Format every line of the data below as a Markdown table with the columns Row and Line. Number the rows in order and leave out blank lines.

Records supplied
○ ○ ○
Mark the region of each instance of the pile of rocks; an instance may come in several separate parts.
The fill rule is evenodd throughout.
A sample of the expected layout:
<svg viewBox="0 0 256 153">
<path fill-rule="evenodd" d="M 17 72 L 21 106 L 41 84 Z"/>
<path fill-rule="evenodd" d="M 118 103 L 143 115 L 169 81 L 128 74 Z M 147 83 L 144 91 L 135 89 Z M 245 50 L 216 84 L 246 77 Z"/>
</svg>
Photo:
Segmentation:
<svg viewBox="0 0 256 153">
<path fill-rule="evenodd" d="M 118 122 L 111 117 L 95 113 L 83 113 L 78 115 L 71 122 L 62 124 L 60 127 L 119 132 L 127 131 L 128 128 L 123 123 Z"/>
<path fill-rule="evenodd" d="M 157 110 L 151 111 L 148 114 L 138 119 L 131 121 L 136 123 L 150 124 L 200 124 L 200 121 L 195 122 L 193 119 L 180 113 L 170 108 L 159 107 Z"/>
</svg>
○ ○ ○
Solution
| Row | Line |
|---|---|
| 1 | Mark the region of each instance of the pile of rocks; an instance may come in several separate parts. |
| 2 | The fill rule is evenodd throughout. |
| 3 | A sample of the expected layout: |
| 4 | <svg viewBox="0 0 256 153"> |
| 5 | <path fill-rule="evenodd" d="M 17 72 L 21 106 L 41 84 Z"/> |
| 6 | <path fill-rule="evenodd" d="M 118 103 L 143 115 L 169 81 L 128 74 Z M 147 83 L 144 91 L 135 89 Z M 245 50 L 216 84 L 246 77 Z"/> |
| 7 | </svg> |
| 8 | Photo: |
| 9 | Segmentation: |
| 10 | <svg viewBox="0 0 256 153"> |
| 11 | <path fill-rule="evenodd" d="M 118 122 L 111 117 L 95 113 L 83 113 L 78 115 L 71 122 L 62 124 L 60 127 L 119 132 L 127 131 L 128 128 L 123 123 Z"/> |
| 12 | <path fill-rule="evenodd" d="M 157 110 L 151 111 L 148 114 L 138 119 L 131 121 L 136 123 L 150 124 L 200 124 L 200 121 L 195 122 L 193 119 L 180 113 L 170 108 L 159 107 Z"/> |
| 13 | </svg> |